• **Material for this task**
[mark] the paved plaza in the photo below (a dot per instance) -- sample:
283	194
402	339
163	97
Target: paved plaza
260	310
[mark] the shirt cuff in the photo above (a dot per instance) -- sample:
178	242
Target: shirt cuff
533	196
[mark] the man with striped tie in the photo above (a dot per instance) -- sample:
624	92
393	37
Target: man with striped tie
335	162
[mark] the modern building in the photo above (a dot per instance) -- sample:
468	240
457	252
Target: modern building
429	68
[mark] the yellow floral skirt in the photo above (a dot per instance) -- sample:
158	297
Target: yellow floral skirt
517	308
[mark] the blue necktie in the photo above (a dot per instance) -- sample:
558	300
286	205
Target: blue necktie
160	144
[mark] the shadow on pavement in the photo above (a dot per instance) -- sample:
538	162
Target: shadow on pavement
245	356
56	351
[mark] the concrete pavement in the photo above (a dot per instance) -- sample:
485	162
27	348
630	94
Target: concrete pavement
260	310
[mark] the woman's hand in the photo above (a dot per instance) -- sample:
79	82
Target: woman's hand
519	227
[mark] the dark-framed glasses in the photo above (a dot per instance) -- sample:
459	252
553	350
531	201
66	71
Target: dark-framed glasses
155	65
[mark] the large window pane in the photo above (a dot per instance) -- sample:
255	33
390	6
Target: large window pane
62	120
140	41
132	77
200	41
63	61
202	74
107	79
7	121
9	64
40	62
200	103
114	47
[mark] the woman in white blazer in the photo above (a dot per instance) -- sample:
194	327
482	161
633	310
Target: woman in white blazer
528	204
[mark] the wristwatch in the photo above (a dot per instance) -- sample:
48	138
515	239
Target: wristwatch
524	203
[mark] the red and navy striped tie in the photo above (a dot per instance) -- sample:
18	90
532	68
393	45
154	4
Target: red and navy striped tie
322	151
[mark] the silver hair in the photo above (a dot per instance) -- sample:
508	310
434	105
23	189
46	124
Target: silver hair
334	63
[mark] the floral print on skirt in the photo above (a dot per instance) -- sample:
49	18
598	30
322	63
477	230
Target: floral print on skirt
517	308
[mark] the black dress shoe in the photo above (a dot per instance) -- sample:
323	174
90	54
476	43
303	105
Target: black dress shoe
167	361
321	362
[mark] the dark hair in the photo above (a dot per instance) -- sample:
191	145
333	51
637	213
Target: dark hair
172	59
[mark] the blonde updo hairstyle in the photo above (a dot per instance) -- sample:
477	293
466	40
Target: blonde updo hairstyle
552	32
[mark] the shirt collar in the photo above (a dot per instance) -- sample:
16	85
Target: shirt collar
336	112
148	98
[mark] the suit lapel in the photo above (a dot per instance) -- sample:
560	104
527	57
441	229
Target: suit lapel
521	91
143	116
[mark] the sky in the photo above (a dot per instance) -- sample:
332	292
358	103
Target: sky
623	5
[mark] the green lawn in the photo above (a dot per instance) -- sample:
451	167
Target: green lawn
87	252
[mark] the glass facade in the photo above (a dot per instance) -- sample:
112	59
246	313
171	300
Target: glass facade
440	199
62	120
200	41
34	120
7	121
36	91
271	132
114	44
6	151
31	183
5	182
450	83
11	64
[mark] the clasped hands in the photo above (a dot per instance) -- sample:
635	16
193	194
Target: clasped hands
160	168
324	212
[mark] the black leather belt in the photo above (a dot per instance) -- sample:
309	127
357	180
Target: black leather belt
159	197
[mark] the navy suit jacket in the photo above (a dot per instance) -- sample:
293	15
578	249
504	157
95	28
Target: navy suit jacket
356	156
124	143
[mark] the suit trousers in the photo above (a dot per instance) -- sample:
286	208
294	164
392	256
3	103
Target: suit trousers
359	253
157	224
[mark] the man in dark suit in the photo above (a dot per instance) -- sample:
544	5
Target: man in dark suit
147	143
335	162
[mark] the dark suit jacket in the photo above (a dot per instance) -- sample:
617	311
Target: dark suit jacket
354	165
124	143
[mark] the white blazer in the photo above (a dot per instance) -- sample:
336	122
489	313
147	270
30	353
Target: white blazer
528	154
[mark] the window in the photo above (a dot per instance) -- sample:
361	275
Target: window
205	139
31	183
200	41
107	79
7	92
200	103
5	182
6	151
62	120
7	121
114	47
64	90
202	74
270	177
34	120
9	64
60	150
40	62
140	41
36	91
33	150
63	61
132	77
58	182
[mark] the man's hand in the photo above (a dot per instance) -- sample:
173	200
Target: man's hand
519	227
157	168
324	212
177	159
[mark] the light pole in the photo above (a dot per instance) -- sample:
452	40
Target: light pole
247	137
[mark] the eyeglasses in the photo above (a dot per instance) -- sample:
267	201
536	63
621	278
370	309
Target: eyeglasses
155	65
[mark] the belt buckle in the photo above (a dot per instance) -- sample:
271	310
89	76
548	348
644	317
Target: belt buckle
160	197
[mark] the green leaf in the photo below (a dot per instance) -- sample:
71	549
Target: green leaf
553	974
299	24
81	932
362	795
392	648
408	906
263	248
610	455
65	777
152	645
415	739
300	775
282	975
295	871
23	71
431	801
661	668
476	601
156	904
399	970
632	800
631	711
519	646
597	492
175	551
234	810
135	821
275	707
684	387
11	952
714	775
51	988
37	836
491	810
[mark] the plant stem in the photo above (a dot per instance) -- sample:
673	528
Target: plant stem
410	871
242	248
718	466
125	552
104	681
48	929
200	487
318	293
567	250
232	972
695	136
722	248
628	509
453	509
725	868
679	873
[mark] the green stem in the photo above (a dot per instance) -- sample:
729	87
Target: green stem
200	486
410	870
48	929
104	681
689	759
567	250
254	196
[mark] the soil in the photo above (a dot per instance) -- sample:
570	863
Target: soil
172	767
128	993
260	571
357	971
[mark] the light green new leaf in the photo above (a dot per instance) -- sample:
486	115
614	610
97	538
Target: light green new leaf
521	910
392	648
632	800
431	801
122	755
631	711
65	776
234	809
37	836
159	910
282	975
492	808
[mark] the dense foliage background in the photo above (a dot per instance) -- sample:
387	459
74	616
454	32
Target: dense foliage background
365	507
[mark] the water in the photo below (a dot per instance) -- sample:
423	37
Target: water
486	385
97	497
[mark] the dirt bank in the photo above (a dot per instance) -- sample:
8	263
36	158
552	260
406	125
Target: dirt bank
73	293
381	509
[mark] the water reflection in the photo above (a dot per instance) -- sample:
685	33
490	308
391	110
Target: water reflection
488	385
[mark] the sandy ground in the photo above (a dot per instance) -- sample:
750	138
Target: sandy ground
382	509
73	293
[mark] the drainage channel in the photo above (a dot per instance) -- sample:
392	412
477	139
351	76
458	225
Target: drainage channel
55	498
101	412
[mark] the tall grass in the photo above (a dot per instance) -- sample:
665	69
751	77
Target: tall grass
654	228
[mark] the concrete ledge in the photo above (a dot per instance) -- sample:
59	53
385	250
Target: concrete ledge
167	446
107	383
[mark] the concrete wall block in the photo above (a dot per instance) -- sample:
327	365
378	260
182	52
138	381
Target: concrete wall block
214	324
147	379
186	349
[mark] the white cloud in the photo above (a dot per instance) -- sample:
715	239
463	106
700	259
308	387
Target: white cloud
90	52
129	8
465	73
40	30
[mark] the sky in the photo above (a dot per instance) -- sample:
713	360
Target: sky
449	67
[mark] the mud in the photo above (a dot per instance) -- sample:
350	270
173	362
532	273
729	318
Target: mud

• **Work to complete**
Write down all the entries again without a single difference.

• **Written reply**
[mark] the paved plaza in the photo below (a dot per instance) -- sample:
283	194
402	339
163	97
Target: paved plaza
260	310
[mark] the shirt cuff in the photo above (a dot per instance) -- sample:
178	242
Target: shirt cuff
533	196
[mark] the man with striped tie in the photo above (a dot per instance) -- sample:
624	92
393	37
Target: man with striped tie
335	162
[mark] the modern building in the photo above (a dot per instance) -- sample:
468	240
457	252
Target: modern building
429	68
[mark] the yellow floral skirt in the photo above (a dot per instance) -- sample:
158	297
Target: yellow floral skirt
517	308
[mark] the blue necktie in the photo above (a dot per instance) -- sample:
558	300
286	205
Target: blue necktie
160	144
[mark] the shadow on pavement in the photo above (a dot per instance) -- sample:
538	162
Target: shadow on pavement
245	356
56	351
[mark] the concrete pavement in the photo above (a dot per instance) -- sample:
485	162
27	348
630	94
Target: concrete pavement
260	310
[mark] the woman's hand in the photo above (a dot per instance) -- sample:
79	82
Target: woman's hand
519	227
[mark] the dark-framed glasses in the photo above (a dot per instance) -- sample:
459	252
553	350
531	201
66	71
Target: dark-framed glasses
155	65
[mark] the large window pane in the photo above (a dot per instance) -- sample:
255	33
390	6
Target: large window pane
62	120
140	41
132	77
200	41
63	61
202	74
107	79
7	121
9	64
40	62
200	103
114	47
[mark] the woman in white blazer in the photo above (a dot per instance) -- sample:
194	327
482	161
633	310
Target: woman in white blazer
528	204
[mark] the wristwatch in the photo above (a dot per instance) -- sample:
48	138
515	239
Target: wristwatch
524	203
[mark] the red and navy striped tie in the photo above (a dot per instance) -- sample:
18	90
532	68
393	45
154	4
Target: red and navy striped tie
322	151
[mark] the silver hair in the photo above (a dot per instance) -- sample:
508	310
434	105
23	189
46	124
Target: silver hair
334	63
[mark] the floral print on skirt in the photo above (a dot per instance) -- sample:
49	18
598	30
322	63
477	230
Target: floral print on skirt
517	308
[mark] the black dress shoe in the photo above (a dot per instance) -- sample:
323	174
90	54
476	43
303	105
Target: black dress shoe
167	361
321	362
[mark] the dark hair in the photo above (a dot per instance) -- sample:
191	145
333	51
637	213
Target: dark hair
172	59
[mark] the blonde updo hairstyle in the photo above (a dot per instance) -- sample:
477	293
466	40
Target: blonde updo hairstyle
552	32
[mark] the shirt collar in the photo above (a dot per instance) -- sample:
16	85
Target: shirt collar
336	112
148	98
[mark] the suit lapel in the photo above (a dot per instance) -- sample:
560	104
527	57
441	229
Target: suit lapel
521	91
143	116
[mark] the sky in the photo above (a dot per instance) -- sample:
332	292
358	103
Target: sky
623	5
[mark] the green lawn in the photo above (a dot per instance) -- sample:
451	167
Target: green lawn
87	252
[mark] the glass facade in the photo above (a dot per instance) -- sample:
112	59
246	313
171	300
Target: glass facade
440	199
62	120
200	41
34	120
7	121
36	91
271	132
114	44
6	151
31	183
5	182
450	83
11	64
[mark] the clasped hands in the photo above (a dot per instance) -- sample:
635	16
193	194
Target: clasped hands
160	168
324	212
[mark] the black leather belt in the photo above (a dot per instance) -- sample:
309	127
357	180
Target: black leather belt
159	197
[mark] the navy suit jacket in the photo above (a dot per instance) -- sample:
293	15
578	249
504	157
95	28
Target: navy suit jacket
356	156
124	143
[mark] the suit trousers in the photo above (a dot per instance) -- sample:
286	208
294	164
392	256
3	103
Target: suit trousers
359	253
157	224
[mark] the man in dark suit in the photo above (a dot per instance) -- sample:
544	5
Target: man in dark suit
147	143
335	162
[mark] the dark suit jacket in the photo above (a dot per instance) -- sample:
617	311
Target: dark suit jacket
354	165
124	143
[mark] the white blazer in the photo above (a dot per instance) -- sample:
336	122
489	313
147	270
30	353
Target: white blazer
528	154
[mark] the window in the photo above (a dot per instance) -- sample:
361	275
Target: window
205	139
31	183
200	41
107	79
7	92
200	103
5	182
6	151
62	120
7	121
114	47
64	90
202	74
270	177
34	120
9	64
60	150
40	62
140	41
36	91
33	150
63	61
132	77
58	182
[mark] the man's hand in the photo above (a dot per instance) -- sample:
173	200
Target: man's hand
519	227
157	168
324	212
177	159
[mark] the light pole in the photo above (a dot per instance) -- sample:
452	40
Target: light pole
247	137
[mark] the eyeglasses in the photo above (a dot per instance) -- sample:
267	201
536	63
621	278
370	309
Target: eyeglasses
155	65
[mark] the belt buckle in the photo above (a dot per instance) -- sample:
271	310
89	76
548	348
644	317
Target: belt buckle
160	197
[mark] the green leaf in the photo below (a dot per instance) -- sample:
71	549
Target: green leaf
553	974
299	24
81	932
362	795
392	648
408	906
263	248
610	455
65	777
152	645
415	739
300	775
282	975
295	871
23	71
431	801
661	668
476	601
156	904
399	970
632	800
631	711
519	646
597	492
175	551
234	810
135	821
275	707
684	387
11	952
714	775
51	988
37	836
491	810
[mark] the plant stem in the photo above (a dot per instance) -- sample:
673	528
Target: plant stem
410	871
242	248
718	466
125	552
104	681
48	929
200	487
318	293
567	250
232	972
695	136
722	248
628	509
453	509
725	868
679	873
[mark] the green stem in the photo above (a dot per instance) -- sample:
729	87
Target: green stem
200	486
410	870
48	929
104	681
689	759
567	250
254	196
[mark] the soil in the photo above (a dot per instance) -- sample:
570	863
Target: soil
172	767
128	993
260	571
357	971
[mark] the light green new leaf in the photo above (a dot per instance) -- sample:
486	115
614	610
97	538
Target: light green new leaf
521	910
392	648
632	800
431	801
122	755
631	711
65	776
234	809
37	836
159	910
282	975
492	808
[mark] the dense foliage background in the photo above (a dot per instance) -- sample:
387	459
74	616
454	32
Target: dense foliage background
365	507
[mark] the water in the photo below (a dot per instance) -- sample:
423	37
Target: water
486	385
97	497
[mark] the dirt bank in the photo above (a dot per instance) -- sample:
8	263
36	158
552	260
406	125
Target: dirt bank
73	293
381	509
[mark] the water reflection in the photo above (a dot per instance) -- sample:
685	33
490	308
391	110
Target: water reflection
488	385
[mark] the sandy ground in the photo above (a dot per instance) -- sample:
750	138
Target: sandy ground
382	509
73	293
[mark] the drainage channel in the photo above (a dot per instance) -- sample:
392	412
477	139
351	76
458	225
Target: drainage channel
55	498
101	412
[mark] the tall grass in the photo above (a dot per instance) -- sample:
665	69
751	77
Target: tall grass
654	228
[mark] the concrete ledge in the photo above (a dot per instance) -- sample:
59	53
385	250
Target: concrete ledge
167	446
107	383
[mark] the concrete wall block in the photo above (a dot per instance) -- sample:
327	365
378	260
182	52
138	381
Target: concrete wall block
214	324
147	379
186	349
[mark] the white cloud in the photo above (a dot per instance) -- sample:
715	239
463	106
700	259
308	387
Target: white cloud
90	52
129	8
465	73
40	30
[mark] the sky in the photo above (a dot per instance) -- sample:
713	360
Target: sky
449	67
[mark] the mud in the photo above (a dot per instance) -- sample:
350	270
173	362
532	273
729	318
Target: mud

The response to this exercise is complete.